= Exercise objective =
Please write out, word for word, the part of the rows below that opens with the line containing "In the photo above, where can the hazy" and closes with the line containing "column 320, row 203", including both of those lines.

--- Begin Given records ---

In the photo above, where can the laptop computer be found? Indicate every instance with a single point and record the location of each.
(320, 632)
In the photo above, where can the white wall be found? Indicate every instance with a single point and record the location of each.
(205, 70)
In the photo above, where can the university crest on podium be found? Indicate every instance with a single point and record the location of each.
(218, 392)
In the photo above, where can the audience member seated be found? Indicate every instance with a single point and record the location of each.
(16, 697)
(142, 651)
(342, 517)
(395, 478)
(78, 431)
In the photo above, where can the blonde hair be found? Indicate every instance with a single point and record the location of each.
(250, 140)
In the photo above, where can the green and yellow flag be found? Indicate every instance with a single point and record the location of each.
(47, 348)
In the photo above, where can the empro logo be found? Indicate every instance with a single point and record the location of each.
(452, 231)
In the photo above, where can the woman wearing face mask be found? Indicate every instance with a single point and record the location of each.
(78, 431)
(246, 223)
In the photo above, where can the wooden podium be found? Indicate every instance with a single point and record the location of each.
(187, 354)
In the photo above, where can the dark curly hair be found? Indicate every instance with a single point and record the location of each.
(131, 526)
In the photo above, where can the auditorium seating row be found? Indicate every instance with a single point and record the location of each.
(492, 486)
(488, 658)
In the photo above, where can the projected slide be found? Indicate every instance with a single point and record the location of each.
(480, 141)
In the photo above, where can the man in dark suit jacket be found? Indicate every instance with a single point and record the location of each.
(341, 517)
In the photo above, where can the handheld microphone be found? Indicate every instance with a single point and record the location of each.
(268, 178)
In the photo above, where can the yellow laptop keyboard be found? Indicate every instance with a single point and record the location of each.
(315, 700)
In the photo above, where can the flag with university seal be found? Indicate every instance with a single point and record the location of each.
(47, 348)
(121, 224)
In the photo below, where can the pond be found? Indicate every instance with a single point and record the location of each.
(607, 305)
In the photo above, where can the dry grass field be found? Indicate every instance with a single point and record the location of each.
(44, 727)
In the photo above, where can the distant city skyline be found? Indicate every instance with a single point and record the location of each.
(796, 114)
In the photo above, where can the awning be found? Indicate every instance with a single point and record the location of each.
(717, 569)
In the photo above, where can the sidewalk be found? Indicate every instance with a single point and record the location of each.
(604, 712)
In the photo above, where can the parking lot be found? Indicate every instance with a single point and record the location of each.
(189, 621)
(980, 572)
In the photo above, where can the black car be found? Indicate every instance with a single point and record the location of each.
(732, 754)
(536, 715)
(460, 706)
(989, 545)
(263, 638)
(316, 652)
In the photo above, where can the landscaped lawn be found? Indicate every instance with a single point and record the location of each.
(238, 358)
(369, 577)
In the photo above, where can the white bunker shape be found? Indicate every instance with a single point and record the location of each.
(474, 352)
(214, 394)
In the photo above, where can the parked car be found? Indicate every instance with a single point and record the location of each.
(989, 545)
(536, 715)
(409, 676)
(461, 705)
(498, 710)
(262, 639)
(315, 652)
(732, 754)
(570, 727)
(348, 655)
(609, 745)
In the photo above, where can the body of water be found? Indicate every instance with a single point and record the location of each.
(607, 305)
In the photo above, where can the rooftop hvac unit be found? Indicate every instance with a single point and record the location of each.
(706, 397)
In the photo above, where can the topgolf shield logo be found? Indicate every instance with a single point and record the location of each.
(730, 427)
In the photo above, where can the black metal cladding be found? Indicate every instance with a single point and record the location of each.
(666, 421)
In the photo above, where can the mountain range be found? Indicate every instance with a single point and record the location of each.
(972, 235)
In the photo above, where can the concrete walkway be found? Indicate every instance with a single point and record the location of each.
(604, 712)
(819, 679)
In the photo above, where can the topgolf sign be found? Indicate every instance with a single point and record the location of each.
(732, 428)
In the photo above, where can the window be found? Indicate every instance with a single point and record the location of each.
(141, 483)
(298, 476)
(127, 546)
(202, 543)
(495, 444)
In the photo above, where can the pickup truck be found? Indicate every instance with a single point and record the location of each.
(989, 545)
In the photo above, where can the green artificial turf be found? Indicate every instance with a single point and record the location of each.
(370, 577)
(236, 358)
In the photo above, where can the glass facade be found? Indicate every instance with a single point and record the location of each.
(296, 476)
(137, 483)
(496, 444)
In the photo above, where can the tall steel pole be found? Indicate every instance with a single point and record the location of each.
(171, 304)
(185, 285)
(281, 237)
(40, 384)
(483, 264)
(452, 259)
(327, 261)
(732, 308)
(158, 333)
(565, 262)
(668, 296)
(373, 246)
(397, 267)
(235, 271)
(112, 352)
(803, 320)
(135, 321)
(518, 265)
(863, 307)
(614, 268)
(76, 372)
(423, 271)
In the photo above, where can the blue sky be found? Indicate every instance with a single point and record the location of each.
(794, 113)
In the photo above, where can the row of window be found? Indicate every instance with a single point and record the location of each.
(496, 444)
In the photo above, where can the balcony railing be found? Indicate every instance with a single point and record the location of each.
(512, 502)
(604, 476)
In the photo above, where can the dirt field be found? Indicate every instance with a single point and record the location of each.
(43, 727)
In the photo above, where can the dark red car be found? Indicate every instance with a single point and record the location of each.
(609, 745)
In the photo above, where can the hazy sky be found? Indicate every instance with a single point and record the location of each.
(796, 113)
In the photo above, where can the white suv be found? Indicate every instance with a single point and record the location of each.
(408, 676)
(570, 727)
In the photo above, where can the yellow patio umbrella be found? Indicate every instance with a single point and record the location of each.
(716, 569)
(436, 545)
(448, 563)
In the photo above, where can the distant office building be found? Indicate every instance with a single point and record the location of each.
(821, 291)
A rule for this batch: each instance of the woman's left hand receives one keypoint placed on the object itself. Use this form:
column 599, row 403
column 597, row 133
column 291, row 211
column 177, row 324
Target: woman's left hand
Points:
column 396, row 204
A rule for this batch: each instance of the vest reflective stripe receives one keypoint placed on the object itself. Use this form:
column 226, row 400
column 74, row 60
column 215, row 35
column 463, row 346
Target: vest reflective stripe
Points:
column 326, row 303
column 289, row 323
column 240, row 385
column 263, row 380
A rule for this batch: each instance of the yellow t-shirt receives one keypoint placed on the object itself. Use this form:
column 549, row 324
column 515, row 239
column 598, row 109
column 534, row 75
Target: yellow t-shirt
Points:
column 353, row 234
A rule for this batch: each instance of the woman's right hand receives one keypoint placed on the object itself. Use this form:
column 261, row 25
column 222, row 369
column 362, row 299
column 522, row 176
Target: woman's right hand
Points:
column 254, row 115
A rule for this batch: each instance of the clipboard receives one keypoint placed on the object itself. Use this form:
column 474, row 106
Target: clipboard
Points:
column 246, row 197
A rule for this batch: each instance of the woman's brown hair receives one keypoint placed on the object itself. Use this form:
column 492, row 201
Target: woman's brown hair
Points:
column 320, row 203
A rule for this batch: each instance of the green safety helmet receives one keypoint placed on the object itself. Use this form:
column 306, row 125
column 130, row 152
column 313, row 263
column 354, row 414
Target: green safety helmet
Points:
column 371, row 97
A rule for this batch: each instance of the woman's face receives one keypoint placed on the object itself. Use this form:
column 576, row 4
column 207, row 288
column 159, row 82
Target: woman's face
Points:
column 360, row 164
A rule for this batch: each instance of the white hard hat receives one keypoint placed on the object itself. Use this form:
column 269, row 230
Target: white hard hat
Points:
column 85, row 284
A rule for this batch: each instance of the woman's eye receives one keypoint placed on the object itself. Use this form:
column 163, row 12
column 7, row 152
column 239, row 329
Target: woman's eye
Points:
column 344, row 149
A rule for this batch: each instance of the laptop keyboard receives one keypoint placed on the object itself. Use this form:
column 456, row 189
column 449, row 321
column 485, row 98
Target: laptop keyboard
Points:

--- End Given records ---

= Answer to this problem =
In the photo above, where can the hazy sky be found? Indicate every instance with a single point and record the location of each.
(796, 113)
In the photo above, where can the white suv be found? Indicate every instance with a single point and record the location of each.
(408, 676)
(570, 727)
In the photo above, where can the yellow patio umbrella be found? Indicate every instance with a single point and record the location of each.
(716, 569)
(436, 545)
(448, 563)
In the photo above, where can the distant office building be found? Indicate every instance with a single point and record the location of each.
(821, 291)
A rule for this batch: each instance of the woman's left hand receives one keypoint placed on the object itself. Use this form:
column 599, row 403
column 597, row 133
column 291, row 211
column 177, row 324
Target: woman's left hand
Points:
column 396, row 204
A rule for this batch: each instance of the vest reflective stripe receives one keypoint placed on the object itself. Use this form:
column 226, row 400
column 74, row 60
column 215, row 35
column 463, row 346
Target: vest reflective stripe
Points:
column 326, row 303
column 289, row 323
column 240, row 385
column 263, row 380
A rule for this batch: each instance of the yellow t-shirt receives one keypoint placed on the object itself. Use this form:
column 549, row 324
column 515, row 239
column 598, row 109
column 534, row 75
Target: yellow t-shirt
Points:
column 353, row 234
A rule for this batch: each instance of the woman's right hand receives one keypoint placed on the object itself. Use this form:
column 261, row 25
column 222, row 369
column 362, row 299
column 522, row 176
Target: woman's right hand
Points:
column 254, row 115
A rule for this batch: each instance of the clipboard receives one keypoint placed on the object itself. Use this form:
column 474, row 106
Target: clipboard
Points:
column 246, row 197
A rule for this batch: each instance of the woman's brown hair receives one keypoint placed on the object itself. Use this form:
column 492, row 201
Target: woman's brown hair
Points:
column 320, row 203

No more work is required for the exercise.